→ **Supplied text**
□ □ □

Notable + Quotable: Leadership best practices, breakdowns in communication, and knowledge complacency


10 great ideas from five great bosses
Jody Gilbert lists what she’s learned over the years on how top leaders deal with problems in Tech Republic. “Become a small picture kind of boss. It’s critical that you help everyone understand the overall goals and objectives of the organization. But don’t forget that the best leaders also bring those goals down to the smallest details of individual jobs. Learn to help everyone, at every level, understand how his or her specific contribution can make the whole organization more successful.”

Are we solving the same problem?
Discussing the real issue at length is essential to finding a common acceptable answer, says Seth Godin. “This is the biggest disconnect I know of. It happens all the time in B2B sales, in service marketing, in getting along with your boss and even in hiring someone. One side thinks they have figured out a solution. They spend a long time talking about the solution, architecting it, refining it, pricing it, pitching it, delivering it. The other side ends up not liking what they get. The disconnect: the first side says, “this solution is exactly as we described it!” the other side says, “it doesn’t work right.”

How Knowledge Can Hurt Innovation
Scott Anthony of Innosight and warns about making assumptions that can blind managers to opportunities and threats. “Chip and Dan Heath described the curse of knowledge nicely in their 2007 book Made to Stick (highly recommended to all innovators). The basic problem: people who have deep knowledge about a topic sometimes assume other people have that same knowledge. That can lead to major missteps.”

The Big Question: Are You Better Than Yesterday?
In his guest post on Four-Hour Workweek, Chad Fowler shares an excerpt from a book that aims to sharpen problem-solving skills. “How have you taken better action today for improving your career than you did yesterday? Make one more contact, submit a patch to an open source project, write a thoughtful post and publish it on your weblog. Help one more person on a technical forum in your area of expertise than you did yesterday. If you every day you do a little better than yesterday toward improving yourself, you’ll find that the otherwise ocean-sized proposition of building a remarkable career becomes more tractable.”

Work as Play
Leo Babauta writes his ideas on how to make work fun for yourself or for others in Zen Habits. “Turning work into play doesn’t mean you don’t work hard, or that you never do boring tasks. If you’ve ever played a sport, you know that you work as hard as anyone when you’re playing or practicing — but that’s no problem, because you’re having a blast doing it.”

Fake Rocks, Salami Commanders, and Just Enough to Start
Merlin Mann’s 43folders has an article on perceived barriers to getting started and how to get past them. “It’s not that successful and productive people don’t see those same barriers or feel that same fear—it’s just that most of the good ones have figured out how to either accept the fears as a natural part of the process, or they just choose to ignore each fakey barrier the second it appears.”

Breaking free from the Web: New rehab caters to Internet addicts
Lynne Peeples reports on a facility that seeks to cure individuals from too much Internet dependence on Scientific American. “The retreat’s founders think that Internet addiction is a serious problem, affecting between 6 and 10 percent of the online population. But how do you know if you are an addict? A list of 12 “signs and symptoms” appears on the new reStart Internet Addiction Recovery Program’s Web page—from a “heightened sense of euphoria while involved in computer and Internet activities” to “being dishonest with others” and “physical changes such as weight gain or loss, backaches, headaches, [and] carpal tunnel syndrome.”

□ □ □

→ **Excerpted records**
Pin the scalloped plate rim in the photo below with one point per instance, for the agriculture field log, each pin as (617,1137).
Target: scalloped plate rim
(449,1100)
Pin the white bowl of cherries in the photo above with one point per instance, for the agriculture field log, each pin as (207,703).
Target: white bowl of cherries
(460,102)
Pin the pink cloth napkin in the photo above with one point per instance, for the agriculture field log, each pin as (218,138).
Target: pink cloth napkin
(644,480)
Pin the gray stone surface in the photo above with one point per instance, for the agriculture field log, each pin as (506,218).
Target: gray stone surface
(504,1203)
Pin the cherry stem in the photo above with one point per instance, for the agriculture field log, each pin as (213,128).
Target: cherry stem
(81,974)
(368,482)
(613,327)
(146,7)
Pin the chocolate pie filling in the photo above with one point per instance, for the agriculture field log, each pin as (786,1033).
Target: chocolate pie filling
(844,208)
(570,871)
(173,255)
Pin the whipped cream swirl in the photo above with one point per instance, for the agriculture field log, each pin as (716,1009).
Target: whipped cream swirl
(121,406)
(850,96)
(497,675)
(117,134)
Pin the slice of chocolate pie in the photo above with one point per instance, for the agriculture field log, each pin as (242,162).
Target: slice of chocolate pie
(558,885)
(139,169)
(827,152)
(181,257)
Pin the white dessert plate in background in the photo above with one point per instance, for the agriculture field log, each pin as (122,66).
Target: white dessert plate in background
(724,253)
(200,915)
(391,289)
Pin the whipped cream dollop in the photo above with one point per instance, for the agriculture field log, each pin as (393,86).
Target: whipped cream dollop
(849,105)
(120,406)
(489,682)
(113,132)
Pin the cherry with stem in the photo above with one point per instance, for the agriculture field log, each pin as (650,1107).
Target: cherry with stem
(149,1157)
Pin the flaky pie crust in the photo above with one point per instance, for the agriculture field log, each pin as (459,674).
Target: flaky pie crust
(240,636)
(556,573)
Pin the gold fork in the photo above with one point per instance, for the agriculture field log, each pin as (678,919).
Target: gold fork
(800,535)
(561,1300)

□ □ □

→ **Exercise**
From the leadership roundup, reproduce the part that opens with the words "Notable + Quotable: Leadership" and closes with "the same problem?", switching "organization" to "company" throughout.

→ **Solved exercise**
Notable + Quotable: Leadership best practices, breakdowns in communication, and knowledge complacency


10 great ideas from five great bosses
Jody Gilbert lists what she’s learned over the years on how top leaders deal with problems in Tech Republic. “Become a small picture kind of boss. It’s critical that you help everyone understand the overall goals and objectives of the company. But don’t forget that the best leaders also bring those goals down to the smallest details of individual jobs. Learn to help everyone, at every level, understand how his or her specific contribution can make the whole company more successful.”

Are we solving the same problem?